Raw records:

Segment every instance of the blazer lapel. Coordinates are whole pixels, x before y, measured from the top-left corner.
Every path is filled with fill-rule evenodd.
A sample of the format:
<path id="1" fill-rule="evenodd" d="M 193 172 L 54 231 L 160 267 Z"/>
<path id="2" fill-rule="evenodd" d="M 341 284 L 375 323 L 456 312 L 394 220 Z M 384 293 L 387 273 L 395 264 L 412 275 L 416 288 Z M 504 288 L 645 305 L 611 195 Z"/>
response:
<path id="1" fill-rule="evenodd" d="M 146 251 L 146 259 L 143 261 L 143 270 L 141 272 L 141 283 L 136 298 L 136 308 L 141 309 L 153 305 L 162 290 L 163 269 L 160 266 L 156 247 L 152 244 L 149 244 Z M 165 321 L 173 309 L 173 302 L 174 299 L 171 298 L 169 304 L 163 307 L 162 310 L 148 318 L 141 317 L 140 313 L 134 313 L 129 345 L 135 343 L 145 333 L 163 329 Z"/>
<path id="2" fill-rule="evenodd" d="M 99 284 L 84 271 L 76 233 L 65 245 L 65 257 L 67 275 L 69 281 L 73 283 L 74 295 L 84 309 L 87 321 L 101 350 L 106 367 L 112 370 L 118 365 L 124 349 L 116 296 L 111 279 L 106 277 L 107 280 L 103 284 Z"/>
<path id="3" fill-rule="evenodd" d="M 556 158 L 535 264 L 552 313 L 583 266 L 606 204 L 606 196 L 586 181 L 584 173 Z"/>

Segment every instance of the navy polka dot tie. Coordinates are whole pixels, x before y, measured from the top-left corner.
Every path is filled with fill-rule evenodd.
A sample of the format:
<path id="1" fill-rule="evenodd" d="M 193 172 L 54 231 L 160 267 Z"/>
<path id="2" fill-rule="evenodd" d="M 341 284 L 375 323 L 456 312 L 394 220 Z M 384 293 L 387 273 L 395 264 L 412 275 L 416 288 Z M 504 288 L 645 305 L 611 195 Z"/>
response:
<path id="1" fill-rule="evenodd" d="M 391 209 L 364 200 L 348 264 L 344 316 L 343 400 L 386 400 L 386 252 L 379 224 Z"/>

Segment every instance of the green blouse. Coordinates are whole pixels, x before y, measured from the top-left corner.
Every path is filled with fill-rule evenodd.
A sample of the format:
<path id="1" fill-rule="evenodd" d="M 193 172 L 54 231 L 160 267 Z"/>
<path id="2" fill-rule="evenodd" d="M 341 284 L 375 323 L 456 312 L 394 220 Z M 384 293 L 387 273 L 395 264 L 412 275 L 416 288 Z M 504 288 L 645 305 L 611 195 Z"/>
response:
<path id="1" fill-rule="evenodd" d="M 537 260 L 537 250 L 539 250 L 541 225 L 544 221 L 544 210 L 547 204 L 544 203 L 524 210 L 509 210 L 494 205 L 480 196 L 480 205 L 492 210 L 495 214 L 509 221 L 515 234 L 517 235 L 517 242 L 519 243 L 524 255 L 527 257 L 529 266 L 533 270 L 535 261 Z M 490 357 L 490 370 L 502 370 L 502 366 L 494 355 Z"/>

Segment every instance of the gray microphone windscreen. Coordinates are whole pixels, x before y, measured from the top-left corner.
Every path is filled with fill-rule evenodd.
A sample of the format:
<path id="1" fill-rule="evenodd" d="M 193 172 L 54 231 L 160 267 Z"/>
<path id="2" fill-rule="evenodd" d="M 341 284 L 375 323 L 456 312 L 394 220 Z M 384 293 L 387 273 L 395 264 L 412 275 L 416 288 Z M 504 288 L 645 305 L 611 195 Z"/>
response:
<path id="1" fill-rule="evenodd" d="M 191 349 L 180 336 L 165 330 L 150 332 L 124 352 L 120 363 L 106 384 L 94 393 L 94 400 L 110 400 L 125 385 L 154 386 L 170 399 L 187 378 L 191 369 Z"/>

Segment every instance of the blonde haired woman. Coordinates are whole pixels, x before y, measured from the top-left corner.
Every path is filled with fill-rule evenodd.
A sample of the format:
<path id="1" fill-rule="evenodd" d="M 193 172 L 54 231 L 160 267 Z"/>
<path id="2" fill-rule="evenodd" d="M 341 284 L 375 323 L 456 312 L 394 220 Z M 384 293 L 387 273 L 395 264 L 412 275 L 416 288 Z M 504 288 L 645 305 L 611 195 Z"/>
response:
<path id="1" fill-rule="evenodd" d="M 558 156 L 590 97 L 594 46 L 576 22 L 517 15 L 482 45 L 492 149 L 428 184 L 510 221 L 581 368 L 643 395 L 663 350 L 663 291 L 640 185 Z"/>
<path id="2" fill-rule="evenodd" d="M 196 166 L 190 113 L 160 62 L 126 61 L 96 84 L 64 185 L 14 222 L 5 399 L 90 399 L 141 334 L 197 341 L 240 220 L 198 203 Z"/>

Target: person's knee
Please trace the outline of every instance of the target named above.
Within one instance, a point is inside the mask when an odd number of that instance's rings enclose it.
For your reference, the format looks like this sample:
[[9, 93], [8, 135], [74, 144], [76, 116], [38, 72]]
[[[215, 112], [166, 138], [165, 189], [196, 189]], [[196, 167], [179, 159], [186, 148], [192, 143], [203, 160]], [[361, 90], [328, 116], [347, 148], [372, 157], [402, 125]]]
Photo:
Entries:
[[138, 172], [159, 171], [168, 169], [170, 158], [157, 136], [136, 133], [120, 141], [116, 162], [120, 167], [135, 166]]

Exercise: Copy from the line with "Target: person's knee" to the line with "For your reference, the", keeping each line unchanged.

Full output:
Target: person's knee
Please trace the outline of every instance of the target named above.
Within one instance, a point is inside the mask when an odd number of that instance's rings enclose it.
For your reference, the format looks like this sample:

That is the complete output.